Task requirements:
Every entry that appears below is to be output exactly.

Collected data
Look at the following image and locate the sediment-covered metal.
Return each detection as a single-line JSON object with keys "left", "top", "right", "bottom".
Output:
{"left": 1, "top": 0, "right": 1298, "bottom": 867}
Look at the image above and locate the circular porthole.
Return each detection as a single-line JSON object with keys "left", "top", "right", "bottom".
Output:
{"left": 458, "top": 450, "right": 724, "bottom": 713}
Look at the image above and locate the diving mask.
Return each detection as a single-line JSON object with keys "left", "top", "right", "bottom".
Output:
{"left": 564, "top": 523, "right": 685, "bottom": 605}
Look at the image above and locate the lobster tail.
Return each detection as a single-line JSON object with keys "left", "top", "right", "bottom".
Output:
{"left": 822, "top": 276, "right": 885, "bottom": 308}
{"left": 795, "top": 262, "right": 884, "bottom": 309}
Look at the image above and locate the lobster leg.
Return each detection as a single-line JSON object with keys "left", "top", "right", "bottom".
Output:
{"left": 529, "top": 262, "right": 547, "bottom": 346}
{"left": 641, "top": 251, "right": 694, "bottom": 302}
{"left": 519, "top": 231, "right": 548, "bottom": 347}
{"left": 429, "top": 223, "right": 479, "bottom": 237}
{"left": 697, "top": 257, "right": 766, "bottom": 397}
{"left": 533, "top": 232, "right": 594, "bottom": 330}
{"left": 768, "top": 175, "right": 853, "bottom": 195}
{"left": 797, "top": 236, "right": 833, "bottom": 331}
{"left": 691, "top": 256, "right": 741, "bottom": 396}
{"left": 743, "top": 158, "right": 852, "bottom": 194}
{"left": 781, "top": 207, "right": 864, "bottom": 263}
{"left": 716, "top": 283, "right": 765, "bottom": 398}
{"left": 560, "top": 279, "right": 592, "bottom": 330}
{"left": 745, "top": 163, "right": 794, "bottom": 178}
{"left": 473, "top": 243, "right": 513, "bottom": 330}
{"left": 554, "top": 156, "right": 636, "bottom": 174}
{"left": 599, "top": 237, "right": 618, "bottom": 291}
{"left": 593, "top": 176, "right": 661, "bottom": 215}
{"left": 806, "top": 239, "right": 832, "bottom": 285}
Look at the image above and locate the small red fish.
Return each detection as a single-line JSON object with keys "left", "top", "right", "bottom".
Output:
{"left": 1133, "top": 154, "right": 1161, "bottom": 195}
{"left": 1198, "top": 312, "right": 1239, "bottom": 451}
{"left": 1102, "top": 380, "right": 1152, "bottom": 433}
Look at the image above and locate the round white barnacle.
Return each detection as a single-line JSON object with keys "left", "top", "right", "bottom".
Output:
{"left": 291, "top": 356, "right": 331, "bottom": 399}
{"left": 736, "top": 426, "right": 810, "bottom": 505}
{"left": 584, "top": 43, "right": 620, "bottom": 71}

Expected answer:
Look at the following image and locate the sediment-covered metal.
Return each detection as a single-line JSON object with keys "left", "top", "right", "bottom".
Output:
{"left": 1, "top": 0, "right": 1298, "bottom": 867}
Look at the image above and locate the circular porthole.
Return each detection as a single-line JSON object with keys "left", "top", "right", "bottom".
Output:
{"left": 458, "top": 450, "right": 724, "bottom": 713}
Look at the image above and locate the diving mask.
Return each detection as a single-line JSON object with keys "left", "top", "right", "bottom".
Output:
{"left": 564, "top": 523, "right": 685, "bottom": 605}
Look at the image above and locate the lobster tail.
Return each detection as a single-line JSON object with keys "left", "top", "right", "bottom".
Output:
{"left": 822, "top": 276, "right": 885, "bottom": 308}
{"left": 795, "top": 262, "right": 884, "bottom": 309}
Look at the image above and locate the lobster leg.
Return each detection as a single-line JSON object with keys "left", "top", "right", "bottom".
Output:
{"left": 529, "top": 262, "right": 547, "bottom": 346}
{"left": 641, "top": 251, "right": 694, "bottom": 302}
{"left": 519, "top": 231, "right": 548, "bottom": 347}
{"left": 429, "top": 223, "right": 479, "bottom": 237}
{"left": 697, "top": 257, "right": 766, "bottom": 397}
{"left": 533, "top": 232, "right": 594, "bottom": 330}
{"left": 768, "top": 175, "right": 853, "bottom": 195}
{"left": 797, "top": 236, "right": 833, "bottom": 331}
{"left": 691, "top": 256, "right": 741, "bottom": 396}
{"left": 743, "top": 158, "right": 852, "bottom": 194}
{"left": 781, "top": 207, "right": 864, "bottom": 263}
{"left": 716, "top": 283, "right": 765, "bottom": 398}
{"left": 560, "top": 279, "right": 592, "bottom": 330}
{"left": 745, "top": 163, "right": 794, "bottom": 178}
{"left": 473, "top": 243, "right": 513, "bottom": 330}
{"left": 554, "top": 156, "right": 636, "bottom": 174}
{"left": 599, "top": 237, "right": 618, "bottom": 291}
{"left": 593, "top": 176, "right": 661, "bottom": 215}
{"left": 806, "top": 239, "right": 832, "bottom": 285}
Look at the image above and locate the small red fish.
Return each detection as a single-line JSON object with keys "left", "top", "right", "bottom".
Output:
{"left": 1133, "top": 154, "right": 1161, "bottom": 195}
{"left": 1198, "top": 312, "right": 1239, "bottom": 451}
{"left": 1102, "top": 380, "right": 1152, "bottom": 433}
Look at the image above and locate the round white barnacle.
Return each detection as a single-line JSON object with keys "left", "top", "right", "bottom".
Output:
{"left": 291, "top": 356, "right": 331, "bottom": 399}
{"left": 736, "top": 426, "right": 810, "bottom": 505}
{"left": 584, "top": 43, "right": 620, "bottom": 71}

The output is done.